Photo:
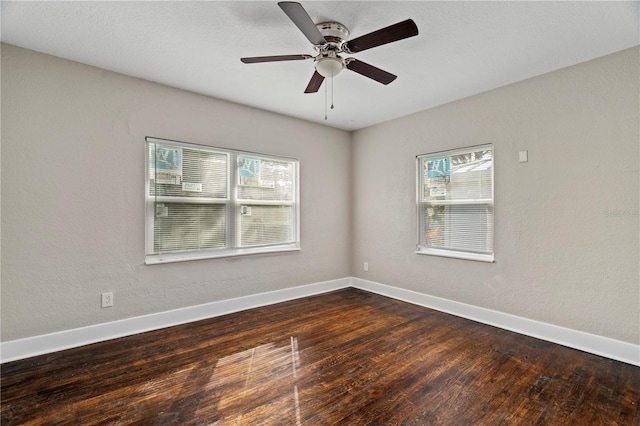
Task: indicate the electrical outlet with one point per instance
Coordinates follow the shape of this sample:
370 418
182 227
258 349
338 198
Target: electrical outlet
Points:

Your objective | Copying should begin at the line containing "Coordinates follow the" and end at the last line of the material, with every line in between reproduced exactly.

Expected answer |
Coordinates follow the shape of this sample:
370 418
182 227
258 349
338 198
Target: electrical outlet
Points:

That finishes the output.